Recorded data —
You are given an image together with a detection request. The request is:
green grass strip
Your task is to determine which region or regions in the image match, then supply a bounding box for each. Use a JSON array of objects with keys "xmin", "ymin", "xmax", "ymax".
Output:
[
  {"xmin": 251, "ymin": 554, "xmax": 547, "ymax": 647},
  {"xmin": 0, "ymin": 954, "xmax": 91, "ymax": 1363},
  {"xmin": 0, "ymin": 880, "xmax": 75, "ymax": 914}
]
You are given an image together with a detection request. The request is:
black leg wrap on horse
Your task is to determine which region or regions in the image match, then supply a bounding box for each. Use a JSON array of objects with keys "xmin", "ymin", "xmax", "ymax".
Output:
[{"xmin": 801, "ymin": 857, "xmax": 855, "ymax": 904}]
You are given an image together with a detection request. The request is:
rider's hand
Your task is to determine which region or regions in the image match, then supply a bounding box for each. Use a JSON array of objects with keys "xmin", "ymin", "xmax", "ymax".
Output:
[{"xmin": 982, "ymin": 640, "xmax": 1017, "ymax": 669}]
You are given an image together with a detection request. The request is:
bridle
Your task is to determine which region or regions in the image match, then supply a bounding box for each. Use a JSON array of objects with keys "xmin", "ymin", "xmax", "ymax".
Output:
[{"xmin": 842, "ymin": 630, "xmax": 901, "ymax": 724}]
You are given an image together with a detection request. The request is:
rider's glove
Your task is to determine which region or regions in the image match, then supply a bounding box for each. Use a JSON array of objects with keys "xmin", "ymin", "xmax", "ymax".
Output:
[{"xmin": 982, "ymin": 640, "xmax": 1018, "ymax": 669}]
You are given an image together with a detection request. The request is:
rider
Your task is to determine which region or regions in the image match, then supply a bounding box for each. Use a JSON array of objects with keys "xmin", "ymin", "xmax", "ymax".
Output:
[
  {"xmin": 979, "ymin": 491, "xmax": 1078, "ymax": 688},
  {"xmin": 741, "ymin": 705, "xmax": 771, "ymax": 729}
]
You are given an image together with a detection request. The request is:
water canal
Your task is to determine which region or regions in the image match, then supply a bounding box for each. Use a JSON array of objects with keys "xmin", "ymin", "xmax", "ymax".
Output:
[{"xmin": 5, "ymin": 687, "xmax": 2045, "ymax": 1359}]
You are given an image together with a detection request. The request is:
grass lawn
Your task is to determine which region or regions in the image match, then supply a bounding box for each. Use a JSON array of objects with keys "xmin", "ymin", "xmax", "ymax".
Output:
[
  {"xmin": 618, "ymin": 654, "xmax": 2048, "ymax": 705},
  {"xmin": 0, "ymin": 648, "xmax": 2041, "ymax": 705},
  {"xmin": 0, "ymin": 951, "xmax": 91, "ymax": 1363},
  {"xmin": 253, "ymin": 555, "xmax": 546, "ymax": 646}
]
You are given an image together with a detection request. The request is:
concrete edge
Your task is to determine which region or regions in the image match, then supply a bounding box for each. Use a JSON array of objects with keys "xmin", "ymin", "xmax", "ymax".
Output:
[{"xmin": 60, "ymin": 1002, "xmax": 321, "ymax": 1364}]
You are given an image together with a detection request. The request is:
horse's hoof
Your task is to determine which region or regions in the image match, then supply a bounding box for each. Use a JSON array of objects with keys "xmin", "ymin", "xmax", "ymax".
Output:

Exercise goal —
When you reply, retype each line exactly as it appears above.

Result for this exercise —
You are given an image together with a detection request. The request is:
green grass strip
Your task is to determine which region or regions in the image match, then supply a bounding box for each. Use a JSON array of objects with keys "xmin", "ymin", "xmax", "ymax".
Output:
[
  {"xmin": 251, "ymin": 554, "xmax": 547, "ymax": 647},
  {"xmin": 0, "ymin": 954, "xmax": 91, "ymax": 1363},
  {"xmin": 0, "ymin": 880, "xmax": 75, "ymax": 914}
]
You are given an image together with a detection request. The request is:
black leg wrap on horse
Your task is to determine which region or regions in the image match, then supply a bounding box for each. Use a JSON array of objects with keys "xmin", "ymin", "xmax", "ymax".
Output:
[{"xmin": 801, "ymin": 857, "xmax": 855, "ymax": 904}]
You are given an image together with a detection request. The request is:
rider's hand
Your task is to determine which region or regions in the image match, then supply a bounding box for each. Use a JSON array of objects with keys "xmin", "ymin", "xmax", "ymax".
Output:
[{"xmin": 982, "ymin": 640, "xmax": 1017, "ymax": 669}]
You are given an image together with a detection request. The request is:
bridle
Your task is to determine which region or regions in the image match, then supply a bounding box for each. Use a JSON array of objects with keys "xmin", "ymin", "xmax", "ymax".
Output:
[{"xmin": 842, "ymin": 630, "xmax": 901, "ymax": 724}]
You are given an image together with a detection request. The request is:
rider's glove
Your task is to determine which region or regions in the image match, then supply a bounding box for each. Use a JSON array of objects with keys "xmin", "ymin", "xmax", "ymax".
Output:
[{"xmin": 982, "ymin": 640, "xmax": 1018, "ymax": 669}]
You are given an image together with a detection request. The request is:
rider
Your task is to determine which region or regions in the image match, then supply a bounding box for each. Use a JSON array of objects with keys "xmin", "ymin", "xmax", "ymax".
Output:
[
  {"xmin": 979, "ymin": 491, "xmax": 1078, "ymax": 688},
  {"xmin": 741, "ymin": 705, "xmax": 771, "ymax": 729}
]
You are given an image together with a detection request. The request is:
water canal
Your task is to determine which region or regions in the image match, then supply a bounding box for each. Use a JSON array of objects with keys "xmin", "ymin", "xmax", "ymax".
Output:
[{"xmin": 5, "ymin": 687, "xmax": 2045, "ymax": 1359}]
You are given an image together with a detection request. The request is:
grass lawn
Your task is to determine which region or regions in the image match, then supply a bounding box for each. Use a JSON array of objects with keys "xmin", "ymin", "xmax", "ymax".
Output:
[
  {"xmin": 618, "ymin": 654, "xmax": 2048, "ymax": 705},
  {"xmin": 0, "ymin": 648, "xmax": 2041, "ymax": 705},
  {"xmin": 0, "ymin": 951, "xmax": 91, "ymax": 1363},
  {"xmin": 253, "ymin": 555, "xmax": 546, "ymax": 646}
]
You are given an image together with a detection request. The request is:
concrete edge
Your task is to determine which region or regions in the image match, then supply a bounding box for each. Use a JSON array of objects with keys "xmin", "ymin", "xmax", "ymax".
Output:
[{"xmin": 60, "ymin": 1002, "xmax": 321, "ymax": 1364}]
You are given an image together with a detection request. The request is:
horse's hoof
Your task is to determine which region or regions in the image match, then supply a bounding box for each. Use a JSON array of objects with keys "xmin", "ymin", "xmax", "ymax".
Output:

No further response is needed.